#### Supplied text ####
Other theories have also been put forth. In the late 1960s, Canadian astrophysicist Carlyle Beals suggested the arc could be the rim of an ancient impact structure, with the Belcher Islands representing the crater’s uplifted central peak. However, a field investigation in the 1970s turned up none of the usual evidence indicative of an impact, such as shocked quartz, radial fractures, melted rocks, or shatter cones.

Around the same time, another researcher suggested the shoreline was a scar marking where a continent had pulled apart or rifted. A nearby tectonic plate with a somewhat curved edge suggests it may have once fit together with the arc like two puzzle pieces. The debate continues today. In the mid-2000s, a researcher says that the curving shoreline of Hudson Bay could be an ancient impact crater that has been so reworked by geologic processes that the evidence of impact has been obscured.
#### Material supplied ####
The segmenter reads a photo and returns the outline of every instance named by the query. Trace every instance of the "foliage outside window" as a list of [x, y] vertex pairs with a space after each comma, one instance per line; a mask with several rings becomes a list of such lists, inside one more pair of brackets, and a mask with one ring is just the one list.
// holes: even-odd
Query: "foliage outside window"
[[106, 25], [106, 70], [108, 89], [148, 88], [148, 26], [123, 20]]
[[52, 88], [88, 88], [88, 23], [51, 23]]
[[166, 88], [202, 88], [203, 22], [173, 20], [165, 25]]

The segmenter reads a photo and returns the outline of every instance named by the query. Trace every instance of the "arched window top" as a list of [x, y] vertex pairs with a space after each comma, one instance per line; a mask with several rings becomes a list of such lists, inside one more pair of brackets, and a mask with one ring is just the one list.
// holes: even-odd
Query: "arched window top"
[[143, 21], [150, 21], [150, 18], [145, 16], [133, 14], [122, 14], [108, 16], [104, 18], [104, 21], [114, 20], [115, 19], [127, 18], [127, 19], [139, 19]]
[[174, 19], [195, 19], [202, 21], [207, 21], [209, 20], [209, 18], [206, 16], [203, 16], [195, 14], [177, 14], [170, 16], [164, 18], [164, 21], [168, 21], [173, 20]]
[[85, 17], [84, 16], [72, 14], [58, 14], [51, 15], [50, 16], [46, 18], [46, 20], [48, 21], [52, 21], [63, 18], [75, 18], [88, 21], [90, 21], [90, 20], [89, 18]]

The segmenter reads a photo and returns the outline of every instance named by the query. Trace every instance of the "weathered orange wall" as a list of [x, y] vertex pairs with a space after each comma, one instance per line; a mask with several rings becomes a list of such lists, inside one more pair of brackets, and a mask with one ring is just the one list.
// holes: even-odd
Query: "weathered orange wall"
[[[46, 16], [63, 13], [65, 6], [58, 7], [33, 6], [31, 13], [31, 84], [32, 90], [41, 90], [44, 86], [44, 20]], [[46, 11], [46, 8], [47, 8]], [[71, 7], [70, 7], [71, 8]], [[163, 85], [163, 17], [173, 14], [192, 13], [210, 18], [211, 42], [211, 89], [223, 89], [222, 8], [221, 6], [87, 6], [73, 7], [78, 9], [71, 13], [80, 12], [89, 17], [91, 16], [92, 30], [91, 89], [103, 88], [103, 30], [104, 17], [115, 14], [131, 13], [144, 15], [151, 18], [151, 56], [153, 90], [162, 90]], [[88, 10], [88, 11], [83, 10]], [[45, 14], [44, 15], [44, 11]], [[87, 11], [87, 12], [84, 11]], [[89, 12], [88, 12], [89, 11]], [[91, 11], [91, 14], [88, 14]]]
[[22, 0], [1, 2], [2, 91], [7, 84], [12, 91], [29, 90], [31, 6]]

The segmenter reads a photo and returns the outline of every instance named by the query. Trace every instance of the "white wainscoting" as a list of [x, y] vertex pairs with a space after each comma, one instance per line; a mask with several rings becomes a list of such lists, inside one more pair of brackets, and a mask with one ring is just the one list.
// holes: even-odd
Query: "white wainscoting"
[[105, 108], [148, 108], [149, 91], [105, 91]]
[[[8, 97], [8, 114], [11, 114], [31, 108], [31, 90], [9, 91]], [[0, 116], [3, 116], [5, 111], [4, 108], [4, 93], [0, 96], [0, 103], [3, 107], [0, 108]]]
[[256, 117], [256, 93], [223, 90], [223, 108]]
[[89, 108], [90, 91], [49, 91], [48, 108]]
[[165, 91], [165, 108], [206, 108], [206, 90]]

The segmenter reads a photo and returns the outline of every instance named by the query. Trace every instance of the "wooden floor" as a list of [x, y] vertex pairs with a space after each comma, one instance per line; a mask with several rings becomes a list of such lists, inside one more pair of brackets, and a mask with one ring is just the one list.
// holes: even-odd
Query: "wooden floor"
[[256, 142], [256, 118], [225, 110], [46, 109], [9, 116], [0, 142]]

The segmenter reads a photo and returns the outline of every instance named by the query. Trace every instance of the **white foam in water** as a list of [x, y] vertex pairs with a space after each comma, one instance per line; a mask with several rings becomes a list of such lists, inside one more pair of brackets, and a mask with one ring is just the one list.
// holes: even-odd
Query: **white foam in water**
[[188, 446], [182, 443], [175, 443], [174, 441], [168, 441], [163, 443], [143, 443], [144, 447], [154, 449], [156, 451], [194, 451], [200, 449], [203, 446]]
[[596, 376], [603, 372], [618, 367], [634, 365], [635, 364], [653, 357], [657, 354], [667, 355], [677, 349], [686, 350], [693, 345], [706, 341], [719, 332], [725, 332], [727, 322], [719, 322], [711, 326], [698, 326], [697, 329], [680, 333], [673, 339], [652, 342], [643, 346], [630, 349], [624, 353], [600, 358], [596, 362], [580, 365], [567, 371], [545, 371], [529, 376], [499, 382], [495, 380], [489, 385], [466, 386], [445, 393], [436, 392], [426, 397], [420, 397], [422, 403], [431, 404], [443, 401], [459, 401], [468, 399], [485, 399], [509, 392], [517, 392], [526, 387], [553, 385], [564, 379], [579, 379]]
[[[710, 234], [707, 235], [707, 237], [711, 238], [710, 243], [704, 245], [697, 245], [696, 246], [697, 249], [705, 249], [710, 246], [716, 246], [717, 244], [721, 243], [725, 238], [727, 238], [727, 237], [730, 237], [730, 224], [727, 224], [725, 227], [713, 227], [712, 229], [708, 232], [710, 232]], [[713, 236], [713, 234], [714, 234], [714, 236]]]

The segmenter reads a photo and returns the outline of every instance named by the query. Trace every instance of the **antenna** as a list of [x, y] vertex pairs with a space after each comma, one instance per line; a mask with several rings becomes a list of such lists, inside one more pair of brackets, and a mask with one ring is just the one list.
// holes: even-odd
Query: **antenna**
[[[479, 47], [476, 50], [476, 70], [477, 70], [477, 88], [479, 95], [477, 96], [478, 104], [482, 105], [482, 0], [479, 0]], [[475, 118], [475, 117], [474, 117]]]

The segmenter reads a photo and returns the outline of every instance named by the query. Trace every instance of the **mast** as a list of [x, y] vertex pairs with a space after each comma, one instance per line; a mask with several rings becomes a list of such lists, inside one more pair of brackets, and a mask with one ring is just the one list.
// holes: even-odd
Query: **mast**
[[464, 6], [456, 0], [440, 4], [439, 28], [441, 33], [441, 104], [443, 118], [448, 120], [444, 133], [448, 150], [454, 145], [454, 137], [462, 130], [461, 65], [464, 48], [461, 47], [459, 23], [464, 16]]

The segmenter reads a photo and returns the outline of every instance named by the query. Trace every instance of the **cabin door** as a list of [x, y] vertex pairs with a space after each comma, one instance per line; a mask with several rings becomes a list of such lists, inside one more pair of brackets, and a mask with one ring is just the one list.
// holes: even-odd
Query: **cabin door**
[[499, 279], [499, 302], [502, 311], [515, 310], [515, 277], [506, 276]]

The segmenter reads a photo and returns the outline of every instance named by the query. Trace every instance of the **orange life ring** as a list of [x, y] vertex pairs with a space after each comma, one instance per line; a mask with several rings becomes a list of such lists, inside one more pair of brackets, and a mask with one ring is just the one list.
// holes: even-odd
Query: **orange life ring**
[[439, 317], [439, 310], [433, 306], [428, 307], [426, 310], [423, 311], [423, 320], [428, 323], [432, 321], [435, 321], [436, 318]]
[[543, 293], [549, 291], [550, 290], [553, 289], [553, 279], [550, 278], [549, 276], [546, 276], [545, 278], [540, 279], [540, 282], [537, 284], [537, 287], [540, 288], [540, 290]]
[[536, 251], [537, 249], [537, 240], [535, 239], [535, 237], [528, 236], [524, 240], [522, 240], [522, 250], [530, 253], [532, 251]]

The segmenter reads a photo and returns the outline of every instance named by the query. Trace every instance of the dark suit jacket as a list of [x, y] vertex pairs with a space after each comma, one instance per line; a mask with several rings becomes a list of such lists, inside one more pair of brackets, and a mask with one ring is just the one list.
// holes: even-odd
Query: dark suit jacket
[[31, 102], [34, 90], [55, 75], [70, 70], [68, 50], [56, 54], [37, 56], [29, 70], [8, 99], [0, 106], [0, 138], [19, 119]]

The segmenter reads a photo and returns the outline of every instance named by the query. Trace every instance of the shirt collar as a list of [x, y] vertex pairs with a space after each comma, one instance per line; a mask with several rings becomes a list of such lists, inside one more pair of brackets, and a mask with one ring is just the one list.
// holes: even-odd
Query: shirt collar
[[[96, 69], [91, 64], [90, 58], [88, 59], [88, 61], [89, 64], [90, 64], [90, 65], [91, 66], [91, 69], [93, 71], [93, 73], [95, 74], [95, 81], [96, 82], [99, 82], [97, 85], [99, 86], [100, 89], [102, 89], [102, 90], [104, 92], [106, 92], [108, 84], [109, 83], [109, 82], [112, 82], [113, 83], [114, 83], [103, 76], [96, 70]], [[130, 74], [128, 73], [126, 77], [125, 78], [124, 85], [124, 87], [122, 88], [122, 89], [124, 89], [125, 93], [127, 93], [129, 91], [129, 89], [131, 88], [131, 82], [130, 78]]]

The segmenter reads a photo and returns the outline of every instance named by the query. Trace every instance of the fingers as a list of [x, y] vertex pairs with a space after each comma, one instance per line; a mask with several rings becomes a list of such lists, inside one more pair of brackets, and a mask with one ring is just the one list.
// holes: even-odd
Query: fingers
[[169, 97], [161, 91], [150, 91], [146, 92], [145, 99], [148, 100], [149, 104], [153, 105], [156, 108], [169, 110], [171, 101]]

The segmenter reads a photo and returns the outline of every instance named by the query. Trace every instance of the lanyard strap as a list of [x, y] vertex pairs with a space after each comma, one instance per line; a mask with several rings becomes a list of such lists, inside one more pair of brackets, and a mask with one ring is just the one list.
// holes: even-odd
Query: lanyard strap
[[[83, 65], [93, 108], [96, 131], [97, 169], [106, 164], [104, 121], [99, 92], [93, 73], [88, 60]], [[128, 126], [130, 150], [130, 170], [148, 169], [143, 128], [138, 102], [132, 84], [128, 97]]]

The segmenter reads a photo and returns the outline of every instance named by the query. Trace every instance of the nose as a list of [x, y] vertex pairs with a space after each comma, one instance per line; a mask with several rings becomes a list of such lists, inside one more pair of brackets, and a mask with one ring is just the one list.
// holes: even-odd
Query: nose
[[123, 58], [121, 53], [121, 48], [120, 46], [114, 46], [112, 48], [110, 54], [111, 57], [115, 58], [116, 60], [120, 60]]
####
#### [Task requirements]
- a) Set down the part of the Hudson Bay passage starting at "Other theories have" and ending at "or shatter cones.".
- b) For each statement, say yes or no according to the Hudson Bay passage, and quote the words that decide it. (i) Carlyle Beals proposed in the late 1960s that the arc could be the rim of an ancient impact structure. (ii) The field investigation in the 1970s found shatter cones. (iii) The debate over the shoreline's origin has been settled.
- c) In the Hudson Bay passage, what did Carlyle Beals suggest the Belcher Islands represent?

#### [Per-task answers]
- a)
Other theories have also been put forth. In the late 1960s, Canadian astrophysicist Carlyle Beals suggested the arc could be the rim of an ancient impact structure, with the Belcher Islands representing the crater’s uplifted central peak. However, a field investigation in the 1970s turned up none of the usual evidence indicative of an impact, such as shocked quartz, radial fractures, melted rocks, or shatter cones.

- b)
(i) Yes: "In the late 1960s, Canadian astrophysicist Carlyle Beals suggested the arc could be the rim of an ancient impact structure"
(ii) No: "a field investigation in the 1970s turned up none of the usual evidence indicative of an impact, such as shocked quartz, radial fractures, melted rocks, or shatter cones"
(iii) No: "The debate continues today."

- c) The crater's uplifted central peak.